## WRITTEN PROBLEM 1:
Format the rows that follow the talk announcement as a two-column CSV with the headers request and points. Give one line per request, holding its full text and all of its points. Put each field in double quotes, replace line breaks with spaces, and leave out the pictures.

## TEXT:
Speaker: Anthony Tung, Simon Fraser

Title: Clustering in the Presence of Obstacles

Date: Thursday, 29 March 2001

Time: 2:00pm - 3:00pm

Venue: Room 2404, HKUST

Abstract:
Cluster analysis, which groups data for finding overall distribution, patterns and interesting correlations among data sets, has numerous applications in pattern recognition, spatial data analysis, image processing, market research, etc.. While much emphasis has been placed on improving the efficiency and effectiveness of clustering, few work has been done on incorporating user's domain constraints into clustering.

In this talk, we will look at the problem of clustering under physical constraints. Our problem instance consists of a two dimensional region with a set of points to be clustered and a set of polygons which represent physical obstacles like lakes, rivers and highways. Closeness between two points are measured by their obstructed distance i.e. distance of the shortest path between them such that all obstacles are avoided. As clustering is performed using the obstructed distance, we called this problem a COD (Clustering with Obstructed Distance) problem.

## WRITTEN PROBLEM 2:
Which application areas of cluster analysis does the talk announcement list?

## PROVIDED MATERIAL:
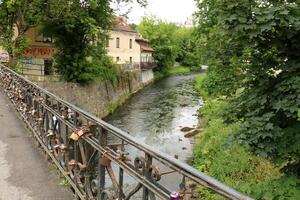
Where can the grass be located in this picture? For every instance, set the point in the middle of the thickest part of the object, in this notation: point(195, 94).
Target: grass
point(218, 154)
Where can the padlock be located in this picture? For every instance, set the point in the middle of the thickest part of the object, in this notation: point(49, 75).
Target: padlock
point(104, 161)
point(74, 136)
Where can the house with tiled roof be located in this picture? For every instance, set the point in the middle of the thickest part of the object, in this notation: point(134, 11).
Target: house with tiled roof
point(126, 47)
point(130, 50)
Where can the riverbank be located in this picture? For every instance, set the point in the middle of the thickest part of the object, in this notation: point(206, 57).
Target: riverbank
point(100, 98)
point(218, 154)
point(178, 70)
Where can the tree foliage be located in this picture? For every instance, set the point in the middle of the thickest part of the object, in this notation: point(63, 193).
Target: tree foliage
point(16, 17)
point(252, 49)
point(170, 41)
point(79, 28)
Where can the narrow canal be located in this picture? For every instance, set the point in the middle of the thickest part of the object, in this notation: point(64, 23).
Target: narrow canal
point(156, 115)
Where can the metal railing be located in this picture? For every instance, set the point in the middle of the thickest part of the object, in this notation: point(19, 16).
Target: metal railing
point(89, 152)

## FINAL ANSWER 1:
request,points
"Where can the grass be located in this picture? For every instance, set the point in the middle of the thickest part of the object, in this notation: point(195, 94). Target: grass","point(218, 154)"
"Where can the padlock be located in this picture? For every instance, set the point in the middle of the thickest part of the object, in this notation: point(49, 75). Target: padlock","point(104, 161) point(74, 136)"
"Where can the house with tiled roof be located in this picture? For every instance, set the point in the middle of the thickest part of the object, in this notation: point(134, 11). Target: house with tiled roof","point(126, 47) point(130, 50)"
"Where can the riverbank be located in this picture? For every instance, set the point in the middle of the thickest part of the object, in this notation: point(206, 57). Target: riverbank","point(100, 98) point(218, 154) point(178, 70)"
"Where can the tree foliage be located in this picture? For every instance, set the point in the middle of the thickest part of the object, in this notation: point(63, 193). Target: tree foliage","point(16, 17) point(252, 49) point(170, 41) point(79, 28)"
"Where can the narrow canal be located in this picture? For every instance, set the point in the middle of the thickest part of the object, in this notation: point(64, 23). Target: narrow canal","point(156, 115)"
"Where can the metal railing be located in this picture? For every instance, set the point in the middle of the thickest part of the object, in this notation: point(19, 16). Target: metal railing","point(89, 152)"

## FINAL ANSWER 2:
Pattern recognition, spatial data analysis, image processing, market research